Document passage:
If I had to pick my favorite feature in Katmai, it would have to be the Resource Governor. This is something I had wanted for a long time for various reasons and was sorely disappointed when it was cut from Yukon. I’m sure Richard & Euan remember the amount of grief I gave them though it wasn’t really them who made the final cut decision (but they did own the feature back then).

Prior to SQL Server 2008 Resource Governor, there really was very little you could do to manage resources within an instance. The Windows Server Resource Manager controls Windows processes so all you’re doing is restricting what the sqlservr.exe process could consume. Max/min memory settings locked things down at the instance level and so did CPU and I/O affinity. There really wasn’t much that you could do to specific users or groups. Sure, there was the query governor but all you can really do is set an “execution time threshold” for queries. I.E. If the estimated cost of a query exceeds the threshold, it won’t be allowed to run. Not bad for preventing very heavy queries from running but not really controlling resources either and the side effect is users might start opening support tickets thinking something’s wrong with the system because they can’t run their reports. Also, if your statistics are out of date and not automatically updated, queries may be incorrectly allowed or disallowed to run.

With Resource Governor, Admins can now set controls on how resources are consumed in SQL Server. At this time, the RG can control CPU and memory. Disk I/O and network I/O are not covered in this release. Still, this is already a giant step forward.

Let’s try a few things. First, the old way using the Query Governor cost limit. You can set this at the server instance (sp_configure) or on a per connection basis (set query_governor_cost_limit). If your goal is really to prevent long running queries during peak hours, you probably set this at the instance level. After all, how many users do you know will voluntarily not run their heavy queries? ;-) If you’re wondering what self-respecting DBA would allow reporting, DSS and other BI type queries run against a production OLTP system during business hours, well, DBAs don’t write the checks or run the business. It is reality today that the business users want/need to analyze data rapidly, not after a day, week or month. While you can create separate reporting servers, there are some genuine needs where a reporting server’s latency is beyond what the business users require. It’s the new world my fellow traditional DBAs - embrace and control it!

Now, let’s try this example. The following script (written by my colleague Suresh) scans the order tables in the Sales schema in the Adventureworks database and offers a discount for purchase quantities greater than 3. A cursor is used to scroll through and evaluate each row, taking action where appropriate. This query takes anywhere from 20-25 minutes to run on a workstation consuming a notable amount of CPU and memory.

USE AdventureWorks;
GO

DECLARE @l_SalesOrderID INT
SET NOCOUNT ON
DECLARE update_cursor SCROLL CURSOR
FOR
 SELECT SalesOrderID FROM Sales.SalesOrderHeader

OPEN update_cursor

FETCH NEXT FROM update_cursor INTO @l_SalesOrderID

WHILE (@@fetch_status = 0)
 BEGIN
  UPDATE Sales.SalesOrderDetail
  SET UnitPriceDiscount = 0.01
  WHERE SalesOrderID = @l_SalesOrderID
  AND OrderQty >= 3
  FETCH NEXT FROM update_cursor INTO @l_SalesOrderID
 END

CLOSE update_cursor
DEALLOCATE update_cursor
SET NOCOUNT OFF
GO

SQL Server 2005 (and earlier)

Dataset entries:

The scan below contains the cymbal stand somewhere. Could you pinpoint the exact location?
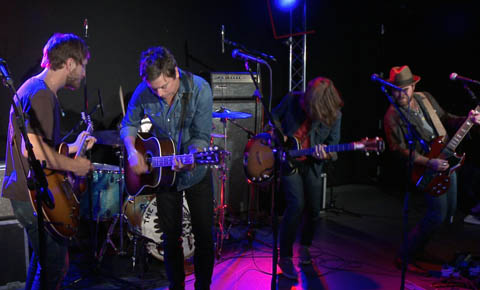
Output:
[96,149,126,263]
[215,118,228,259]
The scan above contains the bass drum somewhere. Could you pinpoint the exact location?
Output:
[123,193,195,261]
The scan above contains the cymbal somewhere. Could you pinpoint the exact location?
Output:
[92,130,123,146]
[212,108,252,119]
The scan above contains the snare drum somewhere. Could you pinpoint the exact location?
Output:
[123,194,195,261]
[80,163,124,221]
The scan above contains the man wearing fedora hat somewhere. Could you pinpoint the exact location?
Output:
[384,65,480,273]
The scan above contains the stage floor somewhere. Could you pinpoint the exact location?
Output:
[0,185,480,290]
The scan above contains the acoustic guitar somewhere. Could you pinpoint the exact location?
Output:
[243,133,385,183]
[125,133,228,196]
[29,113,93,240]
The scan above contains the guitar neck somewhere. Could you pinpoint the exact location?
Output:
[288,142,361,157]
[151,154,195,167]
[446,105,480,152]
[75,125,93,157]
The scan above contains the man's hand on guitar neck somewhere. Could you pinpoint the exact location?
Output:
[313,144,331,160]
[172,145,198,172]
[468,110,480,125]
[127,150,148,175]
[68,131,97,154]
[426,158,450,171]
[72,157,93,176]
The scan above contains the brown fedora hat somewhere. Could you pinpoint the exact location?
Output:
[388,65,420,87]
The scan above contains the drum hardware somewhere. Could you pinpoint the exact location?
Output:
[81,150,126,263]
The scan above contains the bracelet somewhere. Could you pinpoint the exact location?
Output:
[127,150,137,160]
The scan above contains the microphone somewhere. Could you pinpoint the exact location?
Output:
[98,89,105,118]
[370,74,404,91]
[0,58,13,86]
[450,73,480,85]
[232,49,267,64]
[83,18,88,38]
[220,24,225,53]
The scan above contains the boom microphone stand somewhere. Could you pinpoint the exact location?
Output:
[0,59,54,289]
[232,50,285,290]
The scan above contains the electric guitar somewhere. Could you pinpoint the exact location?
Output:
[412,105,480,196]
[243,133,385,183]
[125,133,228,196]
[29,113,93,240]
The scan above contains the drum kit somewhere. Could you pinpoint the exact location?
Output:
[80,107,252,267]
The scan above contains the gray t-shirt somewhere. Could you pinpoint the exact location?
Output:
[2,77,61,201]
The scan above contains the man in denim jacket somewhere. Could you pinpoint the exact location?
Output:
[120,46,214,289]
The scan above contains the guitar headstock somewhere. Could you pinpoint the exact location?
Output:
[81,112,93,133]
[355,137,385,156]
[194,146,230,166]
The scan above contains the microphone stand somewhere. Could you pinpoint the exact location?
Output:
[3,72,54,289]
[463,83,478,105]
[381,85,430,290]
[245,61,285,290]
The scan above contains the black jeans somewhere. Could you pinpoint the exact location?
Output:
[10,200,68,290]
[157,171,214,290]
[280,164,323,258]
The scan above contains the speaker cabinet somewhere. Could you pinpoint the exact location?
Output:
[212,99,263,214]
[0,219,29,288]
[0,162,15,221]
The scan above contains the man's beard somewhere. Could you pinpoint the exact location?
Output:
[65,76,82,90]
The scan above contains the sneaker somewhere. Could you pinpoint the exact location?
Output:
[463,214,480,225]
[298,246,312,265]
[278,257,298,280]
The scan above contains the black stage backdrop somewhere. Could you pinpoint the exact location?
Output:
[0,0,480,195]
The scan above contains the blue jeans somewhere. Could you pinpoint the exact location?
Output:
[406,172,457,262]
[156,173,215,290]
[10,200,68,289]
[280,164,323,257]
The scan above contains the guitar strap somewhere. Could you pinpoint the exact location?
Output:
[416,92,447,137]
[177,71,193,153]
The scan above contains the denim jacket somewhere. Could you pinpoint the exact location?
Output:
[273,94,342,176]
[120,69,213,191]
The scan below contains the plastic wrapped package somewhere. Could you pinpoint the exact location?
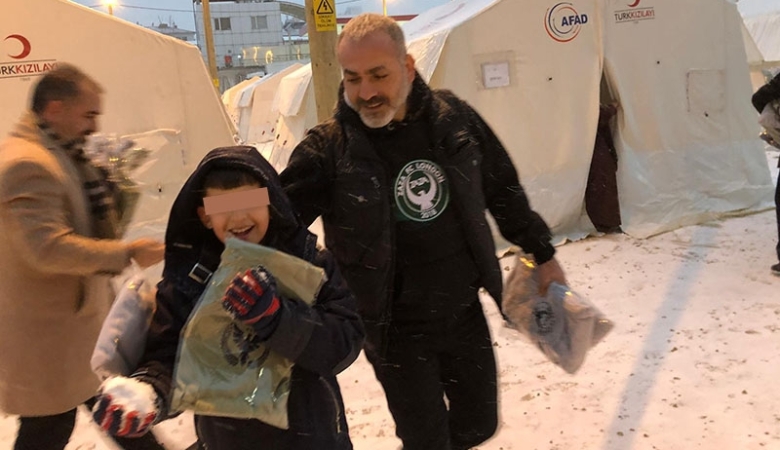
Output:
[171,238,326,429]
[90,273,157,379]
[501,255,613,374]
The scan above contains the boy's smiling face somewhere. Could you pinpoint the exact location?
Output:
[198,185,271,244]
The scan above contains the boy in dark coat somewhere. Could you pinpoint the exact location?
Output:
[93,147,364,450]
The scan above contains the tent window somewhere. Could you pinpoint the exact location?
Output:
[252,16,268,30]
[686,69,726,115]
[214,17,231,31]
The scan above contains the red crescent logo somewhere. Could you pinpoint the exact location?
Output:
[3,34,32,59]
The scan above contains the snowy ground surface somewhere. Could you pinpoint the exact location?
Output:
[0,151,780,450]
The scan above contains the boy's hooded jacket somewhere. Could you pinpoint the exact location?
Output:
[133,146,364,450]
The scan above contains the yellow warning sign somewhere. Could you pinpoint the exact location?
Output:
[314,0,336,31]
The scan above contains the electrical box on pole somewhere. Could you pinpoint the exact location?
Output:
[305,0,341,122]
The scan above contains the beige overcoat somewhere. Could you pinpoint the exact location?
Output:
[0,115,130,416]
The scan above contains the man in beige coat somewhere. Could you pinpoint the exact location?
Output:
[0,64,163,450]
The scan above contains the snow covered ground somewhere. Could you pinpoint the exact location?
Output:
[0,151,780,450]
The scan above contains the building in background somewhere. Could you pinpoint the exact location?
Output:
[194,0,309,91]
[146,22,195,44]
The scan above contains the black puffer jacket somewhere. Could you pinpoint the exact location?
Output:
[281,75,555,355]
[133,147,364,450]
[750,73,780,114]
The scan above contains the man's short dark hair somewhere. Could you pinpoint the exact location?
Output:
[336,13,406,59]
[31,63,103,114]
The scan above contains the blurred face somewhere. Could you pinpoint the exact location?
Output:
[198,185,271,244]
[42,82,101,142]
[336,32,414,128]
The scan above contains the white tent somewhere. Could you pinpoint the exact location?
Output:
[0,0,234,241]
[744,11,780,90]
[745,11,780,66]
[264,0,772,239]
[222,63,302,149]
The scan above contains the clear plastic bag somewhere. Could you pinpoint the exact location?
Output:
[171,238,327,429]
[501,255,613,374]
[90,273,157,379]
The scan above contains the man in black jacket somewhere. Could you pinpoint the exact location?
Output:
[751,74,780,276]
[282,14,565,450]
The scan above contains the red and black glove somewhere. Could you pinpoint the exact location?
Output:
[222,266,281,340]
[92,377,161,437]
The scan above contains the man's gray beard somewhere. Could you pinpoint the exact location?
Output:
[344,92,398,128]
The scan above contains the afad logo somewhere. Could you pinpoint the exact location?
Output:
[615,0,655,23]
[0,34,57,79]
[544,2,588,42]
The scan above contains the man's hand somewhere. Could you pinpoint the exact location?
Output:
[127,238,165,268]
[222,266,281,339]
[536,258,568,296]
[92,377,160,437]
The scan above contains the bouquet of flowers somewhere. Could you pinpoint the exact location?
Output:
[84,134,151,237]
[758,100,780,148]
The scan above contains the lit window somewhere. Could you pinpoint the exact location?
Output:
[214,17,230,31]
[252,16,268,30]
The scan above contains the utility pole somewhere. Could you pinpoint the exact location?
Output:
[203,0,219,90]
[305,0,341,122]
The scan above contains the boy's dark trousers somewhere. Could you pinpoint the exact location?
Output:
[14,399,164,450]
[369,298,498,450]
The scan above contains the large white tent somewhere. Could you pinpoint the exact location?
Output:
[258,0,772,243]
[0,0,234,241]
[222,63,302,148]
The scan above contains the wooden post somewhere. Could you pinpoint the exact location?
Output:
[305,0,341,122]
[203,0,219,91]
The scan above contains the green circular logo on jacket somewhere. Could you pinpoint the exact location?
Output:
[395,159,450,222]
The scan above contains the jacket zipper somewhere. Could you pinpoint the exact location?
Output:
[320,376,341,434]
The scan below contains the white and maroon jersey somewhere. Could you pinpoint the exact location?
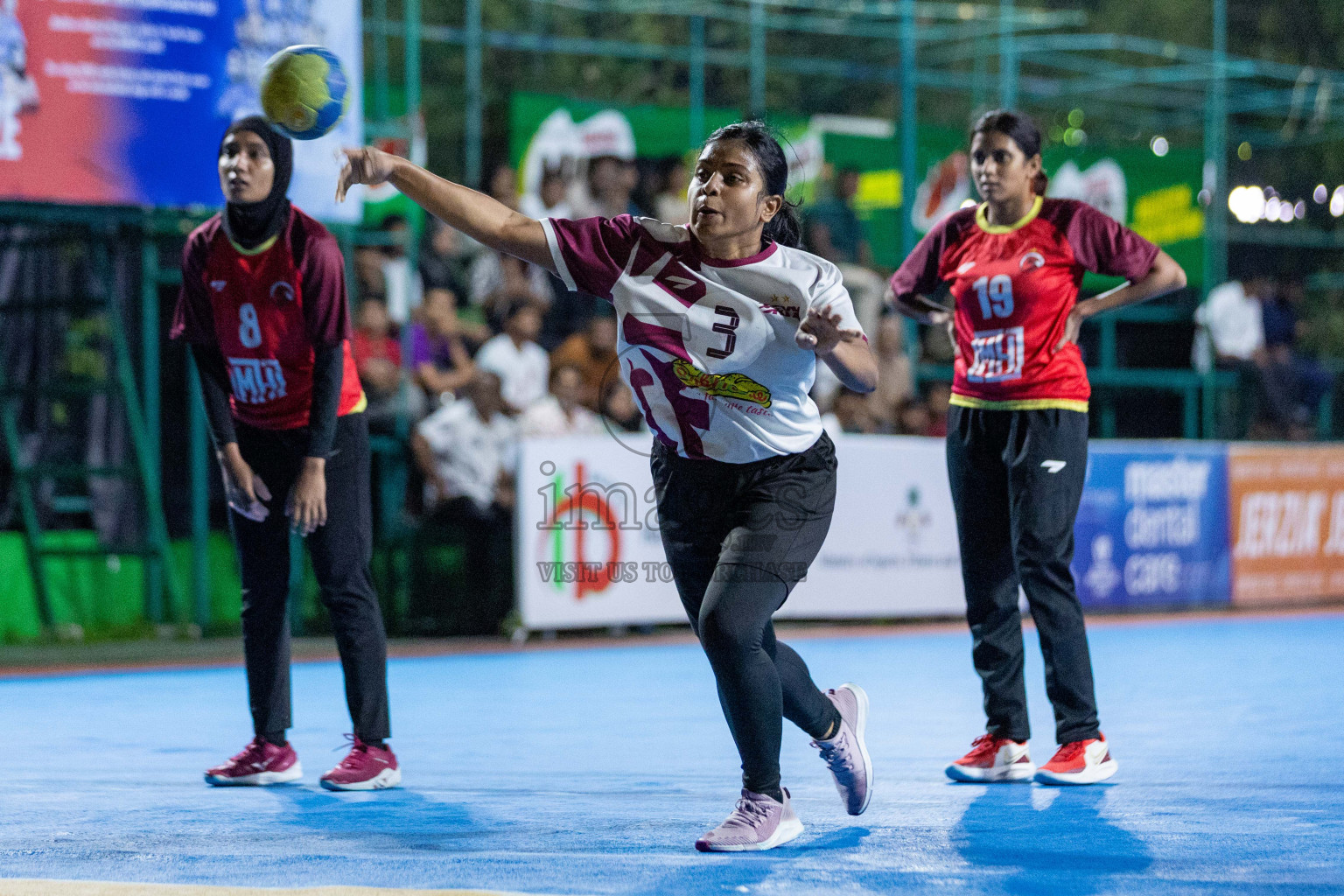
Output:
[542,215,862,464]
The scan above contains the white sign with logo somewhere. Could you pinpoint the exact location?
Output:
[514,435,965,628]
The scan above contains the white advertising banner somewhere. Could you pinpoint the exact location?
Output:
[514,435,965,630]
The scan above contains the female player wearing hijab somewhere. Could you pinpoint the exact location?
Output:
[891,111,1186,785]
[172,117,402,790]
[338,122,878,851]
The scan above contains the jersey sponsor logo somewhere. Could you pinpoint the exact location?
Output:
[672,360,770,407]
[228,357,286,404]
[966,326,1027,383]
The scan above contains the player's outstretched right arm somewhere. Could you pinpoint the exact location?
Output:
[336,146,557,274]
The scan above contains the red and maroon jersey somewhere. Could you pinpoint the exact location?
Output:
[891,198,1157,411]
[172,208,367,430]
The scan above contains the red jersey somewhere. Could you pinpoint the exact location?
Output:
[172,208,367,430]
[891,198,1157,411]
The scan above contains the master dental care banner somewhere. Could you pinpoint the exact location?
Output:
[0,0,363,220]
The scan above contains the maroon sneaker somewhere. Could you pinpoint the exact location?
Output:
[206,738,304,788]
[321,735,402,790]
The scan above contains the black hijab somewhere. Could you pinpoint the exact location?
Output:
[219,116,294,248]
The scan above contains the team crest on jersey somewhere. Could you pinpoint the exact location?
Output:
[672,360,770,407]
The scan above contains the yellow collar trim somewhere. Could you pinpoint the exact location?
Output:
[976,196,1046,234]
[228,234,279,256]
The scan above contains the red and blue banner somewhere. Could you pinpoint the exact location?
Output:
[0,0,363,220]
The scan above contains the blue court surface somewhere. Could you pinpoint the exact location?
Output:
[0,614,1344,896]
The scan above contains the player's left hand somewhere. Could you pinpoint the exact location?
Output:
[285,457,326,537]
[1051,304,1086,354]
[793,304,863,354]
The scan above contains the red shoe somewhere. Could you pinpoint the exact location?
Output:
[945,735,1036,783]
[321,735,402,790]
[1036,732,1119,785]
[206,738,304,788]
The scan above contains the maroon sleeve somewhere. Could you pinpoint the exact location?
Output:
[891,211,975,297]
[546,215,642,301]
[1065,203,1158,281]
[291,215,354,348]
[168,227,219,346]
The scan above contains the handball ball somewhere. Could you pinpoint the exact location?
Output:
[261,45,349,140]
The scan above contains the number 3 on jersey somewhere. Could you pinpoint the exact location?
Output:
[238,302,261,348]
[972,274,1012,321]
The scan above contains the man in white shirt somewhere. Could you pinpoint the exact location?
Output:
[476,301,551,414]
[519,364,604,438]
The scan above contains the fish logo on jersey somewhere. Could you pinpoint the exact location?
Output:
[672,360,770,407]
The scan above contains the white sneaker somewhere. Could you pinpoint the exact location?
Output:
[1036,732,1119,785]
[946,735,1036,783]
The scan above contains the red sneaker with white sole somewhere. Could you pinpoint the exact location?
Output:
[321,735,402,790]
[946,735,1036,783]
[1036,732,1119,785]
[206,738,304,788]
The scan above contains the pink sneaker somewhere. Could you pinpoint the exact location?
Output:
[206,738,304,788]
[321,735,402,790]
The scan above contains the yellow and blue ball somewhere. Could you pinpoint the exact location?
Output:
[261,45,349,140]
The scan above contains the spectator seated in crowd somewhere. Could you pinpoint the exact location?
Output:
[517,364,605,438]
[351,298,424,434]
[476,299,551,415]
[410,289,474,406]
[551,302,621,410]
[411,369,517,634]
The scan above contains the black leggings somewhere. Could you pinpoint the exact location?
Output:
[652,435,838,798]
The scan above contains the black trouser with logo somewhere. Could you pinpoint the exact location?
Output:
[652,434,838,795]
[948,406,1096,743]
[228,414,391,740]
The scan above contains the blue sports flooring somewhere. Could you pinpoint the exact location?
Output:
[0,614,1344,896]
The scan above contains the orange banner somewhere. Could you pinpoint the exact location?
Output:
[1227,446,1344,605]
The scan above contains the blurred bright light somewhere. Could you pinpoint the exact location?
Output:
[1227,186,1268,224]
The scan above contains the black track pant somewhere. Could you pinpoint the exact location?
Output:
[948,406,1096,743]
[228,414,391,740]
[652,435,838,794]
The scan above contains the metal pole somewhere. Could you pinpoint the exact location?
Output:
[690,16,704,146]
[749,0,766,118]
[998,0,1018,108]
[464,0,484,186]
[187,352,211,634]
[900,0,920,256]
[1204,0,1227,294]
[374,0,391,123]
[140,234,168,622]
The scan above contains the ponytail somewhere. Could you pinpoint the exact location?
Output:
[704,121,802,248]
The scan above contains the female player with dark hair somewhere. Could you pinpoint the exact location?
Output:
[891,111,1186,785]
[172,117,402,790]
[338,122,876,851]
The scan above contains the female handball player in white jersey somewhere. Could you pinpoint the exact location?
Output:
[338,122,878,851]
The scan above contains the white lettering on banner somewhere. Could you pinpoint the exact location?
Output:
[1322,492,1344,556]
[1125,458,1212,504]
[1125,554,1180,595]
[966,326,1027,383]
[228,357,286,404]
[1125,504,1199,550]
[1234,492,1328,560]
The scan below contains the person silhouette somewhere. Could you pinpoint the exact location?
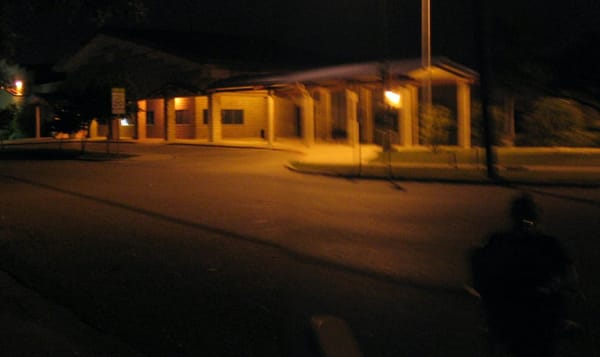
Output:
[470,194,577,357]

Goal 1:
Set out the records as a Markdown table, covering everything from the line containing "The scan above contains the man in beige" down to the line containing "[146,22,195,44]", both included. Use the columns Row and Record line, and leave out any blank lines.
Goal 2:
Carry on the SQL Server Resource Governor article from the point where it stops.

Task response 1:
| Row | Record line |
|---|---|
| 1 | The scan above contains the man in beige coat somewhere. Could you pinpoint the exact location? |
| 2 | Output: |
| 3 | [0,64,163,450] |
| 4 | The scan above contains the snow covered ground somewhere. Could you pinpoint the exact location? |
| 5 | Output: |
| 6 | [0,151,780,450] |
| 7 | The scan above contains the building in background somewhere. Could you pinpoint the exact location? |
| 8 | Output: |
| 9 | [194,0,309,91] |
| 10 | [146,22,195,44] |

Task response 2:
With SQL Server 2005 and earlier, you would do one of the following:

Instance wide: sp_configure ‘query governor cost limit’, 300

Per connection: SET QUERY_GOVERNOR_COST_LIMIT 300

Either of these will evaluate queries and disallow execution if they exceed 300 seconds. If you tried to execute the sample query from above, you will get a message that looks like:

Error 8649, Severity 17, State 1, Procedure iduSalesOrderDetail, Line 33
The query has been canceled because the estimated cost of this query (1157) exceeds the configured threshold of 300. Contact the system administrator.
Msg 3609, Level 16, State 1, Line 14
The transaction ended in the trigger. The batch has been aborted.

So that accomplishes your goal of not letting heavy queries execute. These settings can be changed at any time so you can setup SQL Agent to set the appropriate value at different times of the day. However, the big downside here is that your “heavy” queries do not get executed at all. This probably won’t go down very well with your end users. How about letting the query run but not allowing it to dominate server resources?

With SQL Server 2008, you have MUCH better control and can keep both regular OLTP and batch/reporting users happy.

There are a few terms we need to be familiar with before diving into Resource Governor. The following are brief descriptions of key terms. BOL has the gory details which I encourage you to check out.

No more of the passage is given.